▶ [Reading passage]:
1. Introduction
At present, projections of different hydrometeorological variables have been created worldwide using General Circulation Models (GCMs), a tool that allows the future behavior of variables such as precipitation and temperature to be examined in order to gain a better understanding of Climate Change (CC) and its after-effects in the near and distant future [1,2]. However, despite the practical uses of low-resolution projections, researchers have been working on developing downscaled models that provide regional and local analysis of hydrometeorological variables [3-5].
The downscaling of the GCMs and their respective projections is carried out using statistical and dynamic modeling [6,7]. As such, statistical downscaling has gained huge popularity, as, compared to the dynamic variety, it has a low computational cost and is simple to apply [8]. According to Jones et al. (2009) [9], it largely works by associating the hydro-climatic variables with the results of the GCMs, achieving high-quality results similar to those produced by dynamic downscaling.
In statistics, when compared with other regression techniques, automatic learning techniques like Artificial Neural Networks (ANNs) are more efficient and present more correlated values, due to their capacity for learning from the data and their use of computer algorithms [10]. Research has been carried out globally that involves ANNs in the downscaling of Climate Change scenarios, and these studies show this method to be adequate and with low computational cost [2,11,12].
In Colombia, the analysis of Climate Change precipitation scenarios has been mainly carried out at a national and departmental level [13-15]. According to pronouncements by IDEAM (2015) [13], the impact of CC on the country’s precipitation will vary in magnitude and duration depending on the department. The present study found that by 2100, Valle del Cauca will see a 6% average increase in precipitation, mainly in the Andean and Pacific regions. The various changes in the behavior of the distribution and magnitude of rains create environmental, social and economic conflicts, thus, studies should be encouraged not only on a national or departmental level, but also at a local level. This will allow for adaptation plans and projects to be created that avert climate vulnerability and risk in specific areas like river basins [16,17].

▶ [Entries provided]:
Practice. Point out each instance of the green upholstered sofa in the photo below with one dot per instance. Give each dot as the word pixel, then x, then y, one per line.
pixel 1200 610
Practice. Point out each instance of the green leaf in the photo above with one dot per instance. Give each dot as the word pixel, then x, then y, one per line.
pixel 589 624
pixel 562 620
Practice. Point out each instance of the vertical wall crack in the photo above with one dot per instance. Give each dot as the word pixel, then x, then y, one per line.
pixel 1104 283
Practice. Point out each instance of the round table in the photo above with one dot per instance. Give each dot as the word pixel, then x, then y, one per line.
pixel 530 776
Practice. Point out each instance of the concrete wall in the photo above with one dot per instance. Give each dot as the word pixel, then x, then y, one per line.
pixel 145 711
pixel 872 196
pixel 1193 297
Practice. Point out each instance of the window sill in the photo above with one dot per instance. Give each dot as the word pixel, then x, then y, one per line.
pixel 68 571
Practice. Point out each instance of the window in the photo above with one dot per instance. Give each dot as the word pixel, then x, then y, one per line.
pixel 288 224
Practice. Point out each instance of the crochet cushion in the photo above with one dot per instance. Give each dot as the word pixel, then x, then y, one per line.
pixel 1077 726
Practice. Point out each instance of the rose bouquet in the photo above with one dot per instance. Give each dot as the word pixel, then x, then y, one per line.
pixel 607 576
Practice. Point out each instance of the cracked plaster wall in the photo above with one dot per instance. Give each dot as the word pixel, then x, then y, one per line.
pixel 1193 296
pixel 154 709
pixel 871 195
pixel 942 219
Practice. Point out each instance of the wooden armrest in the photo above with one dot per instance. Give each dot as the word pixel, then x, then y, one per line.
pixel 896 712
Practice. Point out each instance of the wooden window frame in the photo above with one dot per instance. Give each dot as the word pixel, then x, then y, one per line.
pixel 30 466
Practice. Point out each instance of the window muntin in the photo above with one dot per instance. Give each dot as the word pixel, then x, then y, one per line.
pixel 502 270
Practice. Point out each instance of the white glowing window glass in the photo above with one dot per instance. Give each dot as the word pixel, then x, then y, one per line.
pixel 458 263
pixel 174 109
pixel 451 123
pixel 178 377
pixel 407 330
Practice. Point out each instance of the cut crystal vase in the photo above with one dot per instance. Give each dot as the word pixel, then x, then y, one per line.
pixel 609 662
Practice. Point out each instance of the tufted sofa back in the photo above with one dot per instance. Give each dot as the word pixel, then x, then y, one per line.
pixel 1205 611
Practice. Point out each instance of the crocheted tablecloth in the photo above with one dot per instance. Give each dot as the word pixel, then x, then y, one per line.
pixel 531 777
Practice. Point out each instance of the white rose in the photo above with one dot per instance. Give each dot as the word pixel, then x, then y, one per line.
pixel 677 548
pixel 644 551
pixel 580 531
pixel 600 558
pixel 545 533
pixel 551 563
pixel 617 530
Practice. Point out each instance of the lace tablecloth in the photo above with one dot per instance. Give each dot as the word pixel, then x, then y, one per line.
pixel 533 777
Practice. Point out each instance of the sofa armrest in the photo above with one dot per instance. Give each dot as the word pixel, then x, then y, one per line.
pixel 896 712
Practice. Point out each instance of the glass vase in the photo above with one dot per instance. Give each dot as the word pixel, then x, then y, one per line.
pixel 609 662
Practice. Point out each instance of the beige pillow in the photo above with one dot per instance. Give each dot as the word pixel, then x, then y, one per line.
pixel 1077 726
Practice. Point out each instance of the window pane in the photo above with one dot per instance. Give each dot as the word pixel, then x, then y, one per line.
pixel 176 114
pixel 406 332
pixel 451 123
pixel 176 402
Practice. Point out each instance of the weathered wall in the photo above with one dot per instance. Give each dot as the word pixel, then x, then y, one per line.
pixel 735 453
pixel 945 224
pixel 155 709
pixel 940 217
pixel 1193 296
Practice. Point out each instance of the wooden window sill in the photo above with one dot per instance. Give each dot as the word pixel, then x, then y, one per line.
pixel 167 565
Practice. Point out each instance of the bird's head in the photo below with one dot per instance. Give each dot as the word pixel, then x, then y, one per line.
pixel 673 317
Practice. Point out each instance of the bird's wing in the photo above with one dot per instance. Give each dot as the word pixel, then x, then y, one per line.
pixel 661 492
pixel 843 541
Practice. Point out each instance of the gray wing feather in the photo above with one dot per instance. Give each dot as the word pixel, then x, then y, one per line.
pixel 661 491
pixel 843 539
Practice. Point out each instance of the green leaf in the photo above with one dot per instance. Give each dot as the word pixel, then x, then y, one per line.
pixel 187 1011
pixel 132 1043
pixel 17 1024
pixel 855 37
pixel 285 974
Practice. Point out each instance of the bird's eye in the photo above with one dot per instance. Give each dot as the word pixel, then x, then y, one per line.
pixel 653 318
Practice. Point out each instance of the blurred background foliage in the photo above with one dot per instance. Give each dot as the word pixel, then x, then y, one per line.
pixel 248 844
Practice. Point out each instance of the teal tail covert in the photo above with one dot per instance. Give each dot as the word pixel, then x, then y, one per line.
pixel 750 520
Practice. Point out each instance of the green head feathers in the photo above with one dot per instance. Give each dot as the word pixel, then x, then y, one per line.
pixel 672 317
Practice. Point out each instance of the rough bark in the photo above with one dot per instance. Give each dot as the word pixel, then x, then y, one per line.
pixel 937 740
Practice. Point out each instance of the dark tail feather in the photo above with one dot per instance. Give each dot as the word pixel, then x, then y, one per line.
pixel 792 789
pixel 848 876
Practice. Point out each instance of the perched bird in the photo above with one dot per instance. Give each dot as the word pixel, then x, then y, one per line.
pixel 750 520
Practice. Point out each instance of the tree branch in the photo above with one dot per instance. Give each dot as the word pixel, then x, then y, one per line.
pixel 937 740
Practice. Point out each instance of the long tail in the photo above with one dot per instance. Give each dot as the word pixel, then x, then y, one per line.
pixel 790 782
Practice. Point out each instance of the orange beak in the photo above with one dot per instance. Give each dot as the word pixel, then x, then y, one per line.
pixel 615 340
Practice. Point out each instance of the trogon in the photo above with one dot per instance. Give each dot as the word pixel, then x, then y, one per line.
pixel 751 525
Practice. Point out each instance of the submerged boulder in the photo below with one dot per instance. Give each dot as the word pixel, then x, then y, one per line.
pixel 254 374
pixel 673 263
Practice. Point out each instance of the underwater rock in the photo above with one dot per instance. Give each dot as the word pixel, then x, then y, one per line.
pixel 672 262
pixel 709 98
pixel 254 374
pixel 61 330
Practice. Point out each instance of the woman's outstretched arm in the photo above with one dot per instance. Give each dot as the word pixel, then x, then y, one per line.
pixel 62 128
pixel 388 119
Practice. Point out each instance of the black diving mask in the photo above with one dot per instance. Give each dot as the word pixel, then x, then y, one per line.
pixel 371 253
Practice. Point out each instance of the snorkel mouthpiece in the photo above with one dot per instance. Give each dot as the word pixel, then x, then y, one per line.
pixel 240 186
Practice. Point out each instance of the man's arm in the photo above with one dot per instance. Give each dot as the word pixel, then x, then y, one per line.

▶ [Written exercise]:
Do the following statements agree with the introduction on downscaling climate projections? For each, answer yes or no and quote the words from the introduction that decide it.
1. Statistical downscaling has a lower computational cost than dynamic downscaling.
2. In Colombia, precipitation scenarios for Climate Change have mainly been analyzed at a local level.
3. Compared with other regression techniques, Artificial Neural Networks are less efficient.

▶ [Written answer]:
1. Yes: "compared to the dynamic variety, it has a low computational cost and is simple to apply"
2. No: "has been mainly carried out at a national and departmental level"
3. No: "are more efficient and present more correlated values"